(Extract)

I had secured a link to the silver screen. A quick letter to Mr. Hoffman c/o HBO Productions in Hollywood, introducing myself as a potential relative, elicited no response. Mr. Hoffman, I understand, jealously guards his privacy.
Soon, I discovered through a cursory search at Ancestry.com that neither our parents, nor our grandparents, nor their parents had had any kind of positive interaction in the past. Factors of geography, religion, and age, had intervened to make an intimate liaison impossible.
My potential link to movie stardom was broken like a frayed string on Paul Simon's guitar. The trail ended, as is so often the case, in a dead-end street. Still, Dustin, like myself, was not excessively tall, the Hobbit gene being still dominant.
Of course, I am not alone in the pursuit of exceptional forbears. Bill Clinton, my favorite politician, and Johnny Cash, my all-time favorite singer, both claimed Cherokee ancestry as do millions of others in the US. When an ancestral search turned up no Cherokees on any appendage of Bill's (tree), he said he had misspoken. Ditto for Johnny Cash, except he had the grace to apologize to the Cherokee Tribal Council. We get a lot of pretendians, said one tribal elder.

(End Extract)

Copy the stretch of the passage about the hunt for famous ancestors from "My potential link" through "one tribal elder.", word for word. The rows have nothing to do with this passage.

(Given data)

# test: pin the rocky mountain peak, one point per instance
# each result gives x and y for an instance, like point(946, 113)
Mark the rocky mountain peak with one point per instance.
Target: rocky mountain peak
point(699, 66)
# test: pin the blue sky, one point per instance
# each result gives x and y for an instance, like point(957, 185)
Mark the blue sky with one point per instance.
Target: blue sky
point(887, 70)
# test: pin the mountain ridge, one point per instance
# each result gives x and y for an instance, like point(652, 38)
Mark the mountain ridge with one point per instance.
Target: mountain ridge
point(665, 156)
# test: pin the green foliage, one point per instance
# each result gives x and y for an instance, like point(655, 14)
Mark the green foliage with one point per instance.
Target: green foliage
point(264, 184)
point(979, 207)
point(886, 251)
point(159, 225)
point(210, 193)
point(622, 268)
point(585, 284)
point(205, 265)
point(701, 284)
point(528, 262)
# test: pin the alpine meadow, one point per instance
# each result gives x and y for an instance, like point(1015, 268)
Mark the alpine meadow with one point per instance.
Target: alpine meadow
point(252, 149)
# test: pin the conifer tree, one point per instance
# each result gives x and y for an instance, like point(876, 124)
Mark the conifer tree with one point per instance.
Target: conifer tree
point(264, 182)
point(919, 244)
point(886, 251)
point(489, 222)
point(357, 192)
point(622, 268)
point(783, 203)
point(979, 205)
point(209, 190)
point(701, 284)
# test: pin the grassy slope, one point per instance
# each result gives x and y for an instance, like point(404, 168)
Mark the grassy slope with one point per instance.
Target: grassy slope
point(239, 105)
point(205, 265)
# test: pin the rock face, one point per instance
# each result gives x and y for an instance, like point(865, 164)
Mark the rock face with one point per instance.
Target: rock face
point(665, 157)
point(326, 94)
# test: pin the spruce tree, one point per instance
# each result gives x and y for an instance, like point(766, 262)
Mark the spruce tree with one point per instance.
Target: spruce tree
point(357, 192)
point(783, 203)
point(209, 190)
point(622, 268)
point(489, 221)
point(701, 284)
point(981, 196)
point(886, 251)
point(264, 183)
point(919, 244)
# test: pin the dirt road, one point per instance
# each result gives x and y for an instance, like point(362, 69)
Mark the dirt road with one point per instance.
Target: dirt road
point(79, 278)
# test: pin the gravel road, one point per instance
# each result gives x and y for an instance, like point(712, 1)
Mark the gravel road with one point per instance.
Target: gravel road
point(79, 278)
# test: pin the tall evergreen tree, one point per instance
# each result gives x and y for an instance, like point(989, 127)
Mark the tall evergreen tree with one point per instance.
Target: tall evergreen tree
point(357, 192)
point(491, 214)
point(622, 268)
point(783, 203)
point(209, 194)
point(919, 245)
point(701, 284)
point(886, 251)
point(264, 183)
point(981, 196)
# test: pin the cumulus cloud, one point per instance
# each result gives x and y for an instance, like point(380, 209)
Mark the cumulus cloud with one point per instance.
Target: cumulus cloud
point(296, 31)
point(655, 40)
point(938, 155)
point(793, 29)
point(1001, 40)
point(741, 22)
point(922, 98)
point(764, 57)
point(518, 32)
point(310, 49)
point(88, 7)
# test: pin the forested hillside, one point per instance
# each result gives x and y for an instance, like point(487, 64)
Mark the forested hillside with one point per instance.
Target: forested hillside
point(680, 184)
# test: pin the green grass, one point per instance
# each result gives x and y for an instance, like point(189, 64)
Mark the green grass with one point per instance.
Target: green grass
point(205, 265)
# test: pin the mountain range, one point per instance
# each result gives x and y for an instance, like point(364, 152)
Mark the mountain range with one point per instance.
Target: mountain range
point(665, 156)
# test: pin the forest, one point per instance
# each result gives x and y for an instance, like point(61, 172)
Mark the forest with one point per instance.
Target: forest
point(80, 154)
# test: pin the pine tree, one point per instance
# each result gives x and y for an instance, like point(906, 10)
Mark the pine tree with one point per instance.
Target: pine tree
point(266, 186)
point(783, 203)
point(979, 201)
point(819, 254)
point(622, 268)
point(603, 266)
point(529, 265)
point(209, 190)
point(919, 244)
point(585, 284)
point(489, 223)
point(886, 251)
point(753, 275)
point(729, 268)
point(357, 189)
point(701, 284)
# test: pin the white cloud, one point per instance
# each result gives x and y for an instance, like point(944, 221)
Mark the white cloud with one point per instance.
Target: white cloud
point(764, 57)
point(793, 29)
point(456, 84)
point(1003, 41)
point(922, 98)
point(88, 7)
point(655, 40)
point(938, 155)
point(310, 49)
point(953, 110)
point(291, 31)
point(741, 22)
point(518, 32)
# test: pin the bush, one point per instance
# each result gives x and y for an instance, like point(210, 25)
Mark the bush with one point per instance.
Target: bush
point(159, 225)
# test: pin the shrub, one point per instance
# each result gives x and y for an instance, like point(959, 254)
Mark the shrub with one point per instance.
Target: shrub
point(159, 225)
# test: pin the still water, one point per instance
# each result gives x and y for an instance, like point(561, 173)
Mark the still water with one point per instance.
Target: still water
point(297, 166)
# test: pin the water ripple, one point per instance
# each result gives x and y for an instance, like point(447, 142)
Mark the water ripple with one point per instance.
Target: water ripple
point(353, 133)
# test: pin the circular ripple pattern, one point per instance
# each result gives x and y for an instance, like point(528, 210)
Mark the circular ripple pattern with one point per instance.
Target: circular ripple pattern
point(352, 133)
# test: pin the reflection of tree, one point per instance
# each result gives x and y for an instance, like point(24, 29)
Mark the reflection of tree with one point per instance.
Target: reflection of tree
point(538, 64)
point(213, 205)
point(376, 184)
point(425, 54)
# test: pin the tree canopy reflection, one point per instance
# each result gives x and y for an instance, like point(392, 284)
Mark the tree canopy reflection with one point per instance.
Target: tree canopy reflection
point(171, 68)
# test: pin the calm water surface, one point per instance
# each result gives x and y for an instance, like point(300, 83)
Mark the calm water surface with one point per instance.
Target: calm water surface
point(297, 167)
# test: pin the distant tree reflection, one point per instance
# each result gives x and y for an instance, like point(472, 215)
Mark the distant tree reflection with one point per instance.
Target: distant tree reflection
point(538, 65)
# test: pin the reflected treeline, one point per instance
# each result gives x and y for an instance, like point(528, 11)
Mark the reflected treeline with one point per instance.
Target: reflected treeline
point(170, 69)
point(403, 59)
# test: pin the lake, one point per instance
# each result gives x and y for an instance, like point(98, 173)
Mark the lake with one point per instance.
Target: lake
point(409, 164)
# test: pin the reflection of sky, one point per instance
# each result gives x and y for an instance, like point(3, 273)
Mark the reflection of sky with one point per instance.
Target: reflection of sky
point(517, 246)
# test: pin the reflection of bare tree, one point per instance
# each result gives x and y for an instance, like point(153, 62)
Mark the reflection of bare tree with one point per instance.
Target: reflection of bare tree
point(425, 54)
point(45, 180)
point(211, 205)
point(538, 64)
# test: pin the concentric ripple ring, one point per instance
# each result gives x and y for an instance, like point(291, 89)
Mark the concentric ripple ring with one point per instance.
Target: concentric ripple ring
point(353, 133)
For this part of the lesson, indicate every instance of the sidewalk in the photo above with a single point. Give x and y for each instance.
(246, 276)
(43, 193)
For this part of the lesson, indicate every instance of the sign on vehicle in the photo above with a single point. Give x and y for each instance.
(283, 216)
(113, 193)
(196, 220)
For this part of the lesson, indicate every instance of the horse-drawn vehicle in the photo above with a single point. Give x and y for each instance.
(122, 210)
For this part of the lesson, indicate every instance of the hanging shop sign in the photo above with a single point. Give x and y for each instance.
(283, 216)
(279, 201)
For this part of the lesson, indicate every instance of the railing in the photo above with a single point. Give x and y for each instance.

(End Given data)

### Exercise solution
My potential link to movie stardom was broken like a frayed string on Paul Simon's guitar. The trail ended, as is so often the case, in a dead-end street. Still, Dustin, like myself, was not excessively tall, the Hobbit gene being still dominant.
Of course, I am not alone in the pursuit of exceptional forbears. Bill Clinton, my favorite politician, and Johnny Cash, my all-time favorite singer, both claimed Cherokee ancestry as do millions of others in the US. When an ancestral search turned up no Cherokees on any appendage of Bill's (tree), he said he had misspoken. Ditto for Johnny Cash, except he had the grace to apologize to the Cherokee Tribal Council. We get a lot of pretendians, said one tribal elder.